[Verken het materiaal]:
**A)** Herhaal uit het fragment over de Koninklijke Prijs voor de Schilderkunst de tekst letterlijk, beginnend bij "Onder de 483" en eindigend bij "een persoonlijk perspectief.".
**B)** Welk bedrag ontvangt elk van de drie winnaars volgens het fragment over de Koninklijke Prijs voor de Schilderkunst naast de eer?
**C)** Noem alle materialen waarmee de kunstenaars volgens het fragment over de Koninklijke Prijs voor de Schilderkunst werken.

[Aangeleverd fragment]:
★ ★ ★ ★ ★ ★ ★

Prijswinnaars schilderkunst verkennen het medium ‘breed’ en ‘vanuit persoonlijk perspectief’
Drie jonge schilders ontvingen donderdag uit handen van koning Willem-Alexander de Koninklijke Prijs voor de Schilderkunst. De kunstenaars Faria van Creij-Callender, Shivangi Kalra en Tobias Thaens winnen een prijs met een lange traditie: de aanmoedigingsprijs voor schilders onder de 35 jaar bestaat sinds 1871 en is ingesteld door koning Willem III. Naast de eer ontvangen de drie ieder 9.000 euro. Eerdere winnaars zijn onder meer Jan Toorop (1887), Natasja Kensmil (1998) en Raquel van Haver (2018). Een selectie werken van de drie winnaars en genomineerden is vanaf zaterdag tot en met 10 november te zien in het Koninklijk Paleis op de Dam in Amsterdam.
Onder de 483 ingezonden portfolio’s zag de jury een breed gedeelde behoefte om “te kiezen voor het eeuwenoude medium schilderkunst, ondanks een wereld vol digitale schermen.” Niet verrassend, voor een prijs voor schilderkunst. De mogelijkheden van de schilderkunst worden door de jonge generatie kunstenaars in brede zin verkend, constateert de jury. De kunstenaars werken groot, klein, glad of korrelig, met spuitverf, hars, krijt, olieverf, houtstof. En altijd, zo ziet de jury, vanuit een persoonlijk perspectief.

★ ★ ★ ★ ★ ★ ★

[Aangeleverde gegevens]:
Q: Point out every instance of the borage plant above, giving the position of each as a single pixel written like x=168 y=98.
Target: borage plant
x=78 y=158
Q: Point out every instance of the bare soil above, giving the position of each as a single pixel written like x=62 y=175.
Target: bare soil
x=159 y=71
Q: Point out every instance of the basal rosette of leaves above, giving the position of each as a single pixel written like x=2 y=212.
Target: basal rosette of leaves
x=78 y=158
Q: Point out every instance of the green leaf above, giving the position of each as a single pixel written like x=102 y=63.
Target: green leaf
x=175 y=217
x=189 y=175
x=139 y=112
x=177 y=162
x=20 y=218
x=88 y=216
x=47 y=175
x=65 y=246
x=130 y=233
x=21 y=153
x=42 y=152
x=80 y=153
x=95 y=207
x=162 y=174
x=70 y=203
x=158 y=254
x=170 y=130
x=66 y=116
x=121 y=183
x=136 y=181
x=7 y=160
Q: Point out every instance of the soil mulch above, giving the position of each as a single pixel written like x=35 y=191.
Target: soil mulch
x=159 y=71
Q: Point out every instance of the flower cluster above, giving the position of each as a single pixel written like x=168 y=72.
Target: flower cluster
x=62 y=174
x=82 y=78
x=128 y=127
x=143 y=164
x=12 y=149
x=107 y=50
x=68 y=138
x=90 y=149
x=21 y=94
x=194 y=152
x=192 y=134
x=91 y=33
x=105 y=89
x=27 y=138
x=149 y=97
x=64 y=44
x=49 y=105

★ ★ ★ ★ ★ ★ ★

[Antwoorden per opdracht]:
**A)**
Onder de 483 ingezonden portfolio’s zag de jury een breed gedeelde behoefte om “te kiezen voor het eeuwenoude medium schilderkunst, ondanks een wereld vol digitale schermen.” Niet verrassend, voor een prijs voor schilderkunst. De mogelijkheden van de schilderkunst worden door de jonge generatie kunstenaars in brede zin verkend, constateert de jury. De kunstenaars werken groot, klein, glad of korrelig, met spuitverf, hars, krijt, olieverf, houtstof. En altijd, zo ziet de jury, vanuit een persoonlijk perspectief.

**B)** Ieder ontvangt 9.000 euro.

**C)** spuitverf, hars, krijt, olieverf, houtstof